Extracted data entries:
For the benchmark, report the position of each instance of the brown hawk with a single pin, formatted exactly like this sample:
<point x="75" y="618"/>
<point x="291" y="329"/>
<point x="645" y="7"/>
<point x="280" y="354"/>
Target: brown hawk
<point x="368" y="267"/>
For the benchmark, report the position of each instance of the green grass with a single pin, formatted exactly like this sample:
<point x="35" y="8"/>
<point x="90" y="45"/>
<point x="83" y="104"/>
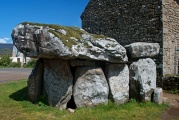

[Task directions]: Could you quote the whole listing above word for word, leaving out the pictures?

[Response to the task]:
For the benchmark, report the position of each instance of the brown hawk with a single pin, formatted exactly like this sample:
<point x="75" y="618"/>
<point x="291" y="329"/>
<point x="645" y="7"/>
<point x="280" y="354"/>
Target: brown hawk
<point x="368" y="267"/>
For the benchmark, report the position of each instance of the green grass with a single pin, formatted exactly like this sample:
<point x="35" y="8"/>
<point x="90" y="45"/>
<point x="83" y="104"/>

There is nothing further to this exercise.